> ABOUT THIS EXERCISE
Edit the records below so that every "positive" becomes "foreground", and leave all other text unchanged.

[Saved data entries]

——

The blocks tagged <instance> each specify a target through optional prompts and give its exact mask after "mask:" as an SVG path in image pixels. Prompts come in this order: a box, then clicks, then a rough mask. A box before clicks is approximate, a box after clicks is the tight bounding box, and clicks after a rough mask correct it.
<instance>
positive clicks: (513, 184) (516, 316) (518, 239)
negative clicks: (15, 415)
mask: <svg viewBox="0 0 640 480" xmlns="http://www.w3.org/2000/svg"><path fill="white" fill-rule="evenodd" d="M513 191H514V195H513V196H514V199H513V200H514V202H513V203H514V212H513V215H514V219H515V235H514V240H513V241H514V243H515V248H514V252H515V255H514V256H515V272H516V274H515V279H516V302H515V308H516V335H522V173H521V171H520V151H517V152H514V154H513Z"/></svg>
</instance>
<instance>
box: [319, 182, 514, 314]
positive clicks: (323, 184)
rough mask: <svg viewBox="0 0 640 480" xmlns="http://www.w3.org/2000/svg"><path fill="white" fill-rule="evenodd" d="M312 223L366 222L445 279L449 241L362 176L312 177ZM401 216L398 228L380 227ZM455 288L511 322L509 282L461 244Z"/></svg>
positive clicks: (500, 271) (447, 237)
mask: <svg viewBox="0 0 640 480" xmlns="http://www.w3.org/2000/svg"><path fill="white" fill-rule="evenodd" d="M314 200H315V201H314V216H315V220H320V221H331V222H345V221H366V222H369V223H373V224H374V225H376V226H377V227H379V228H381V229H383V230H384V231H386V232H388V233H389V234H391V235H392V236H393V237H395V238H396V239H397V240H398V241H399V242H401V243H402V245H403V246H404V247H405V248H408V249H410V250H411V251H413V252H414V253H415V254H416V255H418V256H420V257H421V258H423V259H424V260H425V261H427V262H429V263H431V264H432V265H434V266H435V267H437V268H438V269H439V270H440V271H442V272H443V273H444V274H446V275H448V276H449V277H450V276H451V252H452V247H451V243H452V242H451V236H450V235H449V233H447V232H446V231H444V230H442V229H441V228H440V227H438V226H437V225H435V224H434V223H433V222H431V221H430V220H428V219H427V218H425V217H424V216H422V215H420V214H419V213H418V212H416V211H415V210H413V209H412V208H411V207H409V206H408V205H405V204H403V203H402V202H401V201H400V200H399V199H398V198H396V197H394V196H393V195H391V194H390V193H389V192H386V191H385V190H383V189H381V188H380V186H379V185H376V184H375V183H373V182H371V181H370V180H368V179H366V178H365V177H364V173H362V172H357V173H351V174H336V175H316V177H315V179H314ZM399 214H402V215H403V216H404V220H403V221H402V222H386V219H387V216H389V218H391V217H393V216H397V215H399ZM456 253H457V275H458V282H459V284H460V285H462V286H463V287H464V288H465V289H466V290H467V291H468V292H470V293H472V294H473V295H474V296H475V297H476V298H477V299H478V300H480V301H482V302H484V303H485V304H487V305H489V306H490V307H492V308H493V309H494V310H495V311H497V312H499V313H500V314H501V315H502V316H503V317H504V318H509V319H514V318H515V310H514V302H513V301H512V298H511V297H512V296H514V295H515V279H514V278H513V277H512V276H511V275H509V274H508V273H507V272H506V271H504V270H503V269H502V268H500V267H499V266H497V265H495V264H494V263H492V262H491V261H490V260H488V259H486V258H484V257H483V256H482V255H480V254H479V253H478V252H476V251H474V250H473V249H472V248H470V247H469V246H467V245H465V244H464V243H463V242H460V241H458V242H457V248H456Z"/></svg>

——

> WRITTEN REPLY
The blocks tagged <instance> each specify a target through optional prompts and give its exact mask after "mask:" as an SVG path in image pixels. Prompts come in this order: a box, then clicks, then a rough mask. A box before clicks is approximate, a box after clicks is the tight bounding box, and clicks after a rough mask correct it.
<instance>
foreground clicks: (513, 184) (516, 316) (518, 239)
negative clicks: (15, 415)
mask: <svg viewBox="0 0 640 480" xmlns="http://www.w3.org/2000/svg"><path fill="white" fill-rule="evenodd" d="M513 191H514V195H513V196H514V199H513V200H514V202H513V203H514V212H513V215H514V219H515V235H514V240H513V241H514V243H515V248H514V252H515V255H514V256H515V272H516V274H515V279H516V302H515V308H516V335H522V173H521V171H520V151H517V152H514V154H513Z"/></svg>
</instance>
<instance>
box: [319, 182, 514, 314]
foreground clicks: (323, 184)
rough mask: <svg viewBox="0 0 640 480" xmlns="http://www.w3.org/2000/svg"><path fill="white" fill-rule="evenodd" d="M312 223L366 222L445 279L449 241L362 176L312 177ZM401 216L398 228L380 227ZM455 288L511 322L509 282L461 244Z"/></svg>
foreground clicks: (500, 271) (447, 237)
mask: <svg viewBox="0 0 640 480" xmlns="http://www.w3.org/2000/svg"><path fill="white" fill-rule="evenodd" d="M314 200H315V201H314V216H315V220H320V221H331V222H345V221H366V222H369V223H373V224H374V225H376V226H377V227H379V228H381V229H383V230H384V231H386V232H388V233H389V234H391V235H392V236H393V237H395V238H396V239H397V240H398V241H399V242H401V243H402V245H403V246H404V247H405V248H408V249H410V250H411V251H413V252H414V253H415V254H416V255H418V256H420V257H421V258H423V259H424V260H425V261H427V262H429V263H431V264H432V265H434V266H435V267H437V268H438V269H439V270H440V271H442V272H443V273H444V274H446V275H448V276H449V277H450V276H451V252H452V247H451V243H452V242H451V236H450V235H449V233H447V232H446V231H444V230H442V229H441V228H440V227H438V226H437V225H435V224H434V223H433V222H431V221H430V220H428V219H427V218H425V217H424V216H422V215H420V214H419V213H418V212H416V211H415V210H413V209H412V208H411V207H409V206H408V205H405V204H403V203H402V202H401V201H400V200H399V199H398V198H396V197H394V196H393V195H391V194H390V193H389V192H386V191H385V190H383V189H381V188H380V186H379V185H376V184H375V183H373V182H371V181H370V180H368V179H366V178H365V177H364V173H362V172H357V173H351V174H336V175H316V177H315V179H314ZM399 214H402V215H403V216H404V220H403V221H402V222H386V219H387V216H389V218H391V217H393V216H397V215H399ZM456 253H457V275H458V282H459V284H460V285H462V286H463V287H464V288H465V289H466V290H467V291H468V292H470V293H472V294H473V295H474V296H475V297H476V298H477V299H478V300H480V301H482V302H484V303H485V304H487V305H489V306H490V307H492V308H493V309H494V310H495V311H497V312H499V313H500V314H501V315H502V316H503V317H504V318H509V319H514V318H515V310H514V302H513V301H512V298H511V297H512V296H514V295H515V279H514V278H513V277H512V276H511V275H509V274H508V273H507V272H506V271H504V270H503V269H502V268H500V267H499V266H497V265H495V264H494V263H492V262H491V261H490V260H488V259H486V258H484V257H483V256H482V255H480V254H479V253H478V252H476V251H474V250H473V249H472V248H470V247H469V246H467V245H465V244H464V243H463V242H460V241H458V242H457V248H456Z"/></svg>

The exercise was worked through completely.